• **Source text**

===

Most important, when your income is in dollars, shouldn’t your investments be in assets denominated in foreign currencies? Isn’t this what portfolio diversification is all about? Of course it is, but the experts rarely mention that, in order to be diversified, you retirement portfolio must be diversified out of the currency unit in which your monthly salary is denominated?
I am not convinced that the Asia’s stock markets will rise during the later phases of the real estate crisis. This crisis is international. It has barely begun. But if you use a buy-and-hold strategy, the case for Asian stocks is far stronger than the case for American stocks.

DEBT

The American economy is Keynesian. It is debt-driven. Every aspect of it rests on the increase of debt. Yet it is already the biggest debtor nation in history.

Private household bet is under significant pressure today. With the reversal oh housing equity, the home equity loans, called HELOCs, are becoming more difficult to secure. People need higher credit scores. As the housing market continues to suffer equity losses, banks will be forced to reduce this lucrative source of income.

When will this happen? I think it will happen in September, when the summer house-buying season is over and the foreclosure market is still glutted with unsold, empty houses. The lenders will have to begin to foreclose in earnest this fall. We have seen only the preliminary phase of foreclosures so far. The lenders are hoping against hope that the borrowers will be able to make payments again. This is not going to happen.

===

• **Required tasks**
1. In the passage on debt and investing, what are home equity loans called?
2. Switch "Keynesian" to "Monetarist" in the passage on debt and investing, and write out everything from "The American economy" down to "source of income." with that change.
The listing plays no part in what follows.

• **Data block**
===

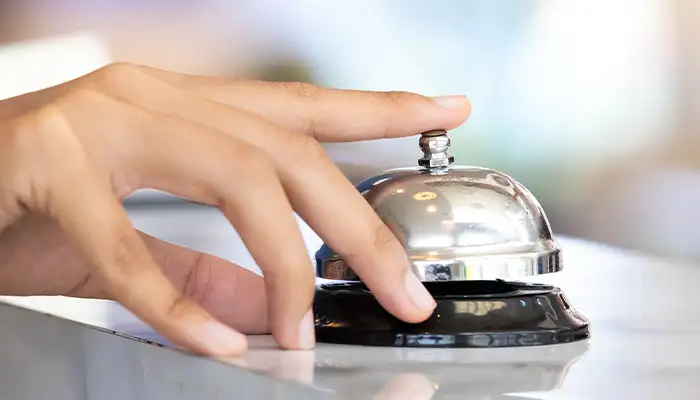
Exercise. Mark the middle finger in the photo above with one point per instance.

===

• **Answers for this exercise**
1. HELOCs

2.
The American economy is Monetarist. It is debt-driven. Every aspect of it rests on the increase of debt. Yet it is already the biggest debtor nation in history.

Private household bet is under significant pressure today. With the reversal oh housing equity, the home equity loans, called HELOCs, are becoming more difficult to secure. People need higher credit scores. As the housing market continues to suffer equity losses, banks will be forced to reduce this lucrative source of income.